Written instruction A:
Answer these from the election comment:
(i) How many times does the writer say they mentioned the "unskewed poll" person?
(ii) What comment number does the writer reference?
(iii) According to the writer, what seems to cause controversy?

Text excerpt:
============

What's important isn't that he was wrong, but that he was wrong for all the right reasons.
That was a day or two before the election, and as I said on the last page, it's possible there was some bravado involved. The accusation, however, was that I "spent page after page parroting that 'unskewed poll' wingnut," whom I actually mentioned zero times. (A lot of the lefties here delighted in discussing that site; it appears Andy confused me with someone else.)
You think I was implying that I believed Romney was winning by 5 points as of early September, but maintained plausible deniability by never mentioning the Unskewed site by name? If so, that's both funny and wrong.
As for the complaint you referenced in #5706 — a comment I otherwise appreciated — about my statements "too often" being "shaded so that I can blatantly imply things while maintaining the ability to say 'I never said that,'" I recall seeing this complaint a while back but not any examples. In my experience, my refusal to backtrack from positions I've staked out is what seems to cause controversy, not a habit of repeatedly doing so.

============

Supplied information:

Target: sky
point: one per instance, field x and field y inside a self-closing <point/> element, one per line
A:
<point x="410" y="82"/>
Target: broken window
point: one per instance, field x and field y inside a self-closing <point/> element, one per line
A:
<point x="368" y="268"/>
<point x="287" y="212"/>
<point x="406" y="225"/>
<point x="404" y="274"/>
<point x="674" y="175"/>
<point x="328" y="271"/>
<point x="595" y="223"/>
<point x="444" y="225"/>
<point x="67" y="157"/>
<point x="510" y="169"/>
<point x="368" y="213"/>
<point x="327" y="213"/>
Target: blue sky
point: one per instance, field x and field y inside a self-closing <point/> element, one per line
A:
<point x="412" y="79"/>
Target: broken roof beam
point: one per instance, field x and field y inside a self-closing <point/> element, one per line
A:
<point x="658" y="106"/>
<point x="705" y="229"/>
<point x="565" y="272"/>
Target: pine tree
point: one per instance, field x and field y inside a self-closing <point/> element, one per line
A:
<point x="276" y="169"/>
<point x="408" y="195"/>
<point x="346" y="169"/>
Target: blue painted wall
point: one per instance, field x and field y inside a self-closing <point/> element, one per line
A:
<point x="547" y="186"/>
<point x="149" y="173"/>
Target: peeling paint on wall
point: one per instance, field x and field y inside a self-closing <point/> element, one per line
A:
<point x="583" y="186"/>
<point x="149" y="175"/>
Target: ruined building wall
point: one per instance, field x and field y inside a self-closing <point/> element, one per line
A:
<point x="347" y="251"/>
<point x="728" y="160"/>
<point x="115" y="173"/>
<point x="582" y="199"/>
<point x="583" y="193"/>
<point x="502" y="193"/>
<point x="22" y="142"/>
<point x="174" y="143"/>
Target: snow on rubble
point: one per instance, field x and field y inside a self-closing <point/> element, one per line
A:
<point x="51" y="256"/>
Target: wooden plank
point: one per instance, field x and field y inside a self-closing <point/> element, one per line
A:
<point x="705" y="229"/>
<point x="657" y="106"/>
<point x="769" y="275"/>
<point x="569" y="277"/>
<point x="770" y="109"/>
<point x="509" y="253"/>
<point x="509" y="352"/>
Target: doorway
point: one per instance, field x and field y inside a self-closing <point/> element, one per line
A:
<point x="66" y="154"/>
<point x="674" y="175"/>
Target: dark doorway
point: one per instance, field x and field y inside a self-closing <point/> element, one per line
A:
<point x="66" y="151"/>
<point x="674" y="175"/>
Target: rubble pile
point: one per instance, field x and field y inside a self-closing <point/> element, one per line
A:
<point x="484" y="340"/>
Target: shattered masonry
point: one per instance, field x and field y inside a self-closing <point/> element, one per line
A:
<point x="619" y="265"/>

============

Written instruction B:
Rename "rubble pile" to "heap of debris" in the entries, starting with the line with "Target: doorway" and going on through the end of the entries. Give those lines again with nothing else changed.

Exercise result A:
(i) Zero times.
(ii) #5706.
(iii) The writer's refusal to backtrack from positions they've staked out.

Exercise result B:
Target: doorway
point: one per instance, field x and field y inside a self-closing <point/> element, one per line
A:
<point x="66" y="154"/>
<point x="674" y="175"/>
Target: dark doorway
point: one per instance, field x and field y inside a self-closing <point/> element, one per line
A:
<point x="66" y="151"/>
<point x="674" y="175"/>
Target: heap of debris
point: one per instance, field x and field y inside a self-closing <point/> element, one per line
A:
<point x="484" y="340"/>
Target: shattered masonry
point: one per instance, field x and field y inside a self-closing <point/> element, one per line
A:
<point x="619" y="265"/>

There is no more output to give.